GOAL
In all of the rows below, swap "one pin per instance" for "a single pin for each instance" and leave everything else as it is.

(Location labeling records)

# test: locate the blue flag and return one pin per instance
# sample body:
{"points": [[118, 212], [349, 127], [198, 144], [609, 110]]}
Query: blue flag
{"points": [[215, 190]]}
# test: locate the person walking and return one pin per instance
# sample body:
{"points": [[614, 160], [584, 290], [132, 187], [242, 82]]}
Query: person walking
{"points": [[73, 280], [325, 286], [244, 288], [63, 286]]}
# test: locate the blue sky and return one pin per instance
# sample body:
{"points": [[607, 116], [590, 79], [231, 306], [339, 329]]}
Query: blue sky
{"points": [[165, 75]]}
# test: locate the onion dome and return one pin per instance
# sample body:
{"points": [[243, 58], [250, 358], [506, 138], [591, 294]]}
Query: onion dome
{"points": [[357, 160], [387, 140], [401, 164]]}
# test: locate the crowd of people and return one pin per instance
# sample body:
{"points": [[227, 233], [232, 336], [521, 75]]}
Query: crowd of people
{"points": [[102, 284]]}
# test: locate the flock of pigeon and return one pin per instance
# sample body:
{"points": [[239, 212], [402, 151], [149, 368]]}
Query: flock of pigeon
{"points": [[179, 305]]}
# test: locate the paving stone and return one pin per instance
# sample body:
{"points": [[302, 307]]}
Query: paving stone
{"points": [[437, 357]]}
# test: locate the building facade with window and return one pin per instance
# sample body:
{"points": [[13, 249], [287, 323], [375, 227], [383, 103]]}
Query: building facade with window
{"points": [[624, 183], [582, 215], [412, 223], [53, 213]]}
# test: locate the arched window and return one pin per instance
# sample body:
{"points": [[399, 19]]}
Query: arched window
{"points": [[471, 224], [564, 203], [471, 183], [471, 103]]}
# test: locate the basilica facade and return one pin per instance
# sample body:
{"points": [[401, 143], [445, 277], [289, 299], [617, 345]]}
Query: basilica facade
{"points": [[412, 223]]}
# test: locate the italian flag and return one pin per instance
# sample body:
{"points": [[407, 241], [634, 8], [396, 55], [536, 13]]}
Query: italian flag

EXERCISE OUTPUT
# test: locate the blue flag and return a single pin for each instance
# sample body:
{"points": [[118, 212], [349, 127], [198, 144], [609, 110]]}
Query: blue flag
{"points": [[215, 190]]}
# test: locate the person walking and return a single pin for each instance
# sample body:
{"points": [[614, 160], [584, 290], [132, 187], [242, 82]]}
Query: person walking
{"points": [[73, 280], [325, 286], [244, 288], [63, 286]]}
# test: locate the blue sky and return a single pin for each instance
# sample body:
{"points": [[607, 116], [590, 79], [231, 306], [339, 329]]}
Query: blue sky
{"points": [[165, 75]]}
# test: locate the onion dome and return a single pin for each instance
# sample body:
{"points": [[243, 58], [250, 358], [506, 138], [591, 294]]}
Query: onion dome
{"points": [[357, 160], [387, 140], [401, 164]]}
# test: locate the crowd of people and return a single pin for each instance
# sample body:
{"points": [[227, 233], [232, 336], [521, 75]]}
Query: crowd of people
{"points": [[102, 284]]}
# test: locate the flock of pigeon and return a single pin for each instance
# sample body:
{"points": [[239, 212], [402, 151], [149, 368]]}
Query: flock of pigeon
{"points": [[179, 305]]}
# test: locate the paving stone and return a single pin for each instance
# sample body:
{"points": [[302, 307]]}
Query: paving stone
{"points": [[437, 357]]}
# test: locate the building facade with window and return a single pin for each instance
# sample body:
{"points": [[13, 249], [287, 323], [375, 227], [383, 103]]}
Query: building facade with window
{"points": [[624, 183], [582, 215], [412, 223], [53, 213]]}
# test: locate the arched window and return a single pin for each instance
# sample body:
{"points": [[399, 19]]}
Query: arched window
{"points": [[471, 224], [564, 203], [471, 183], [471, 103]]}
# test: locate the basilica facade and return a single pin for each instance
# sample body:
{"points": [[401, 143], [445, 277], [289, 299], [617, 345]]}
Query: basilica facade
{"points": [[412, 223]]}
# test: locate the italian flag and return a single pin for each instance
# sample body:
{"points": [[407, 241], [634, 8], [396, 55], [536, 13]]}
Query: italian flag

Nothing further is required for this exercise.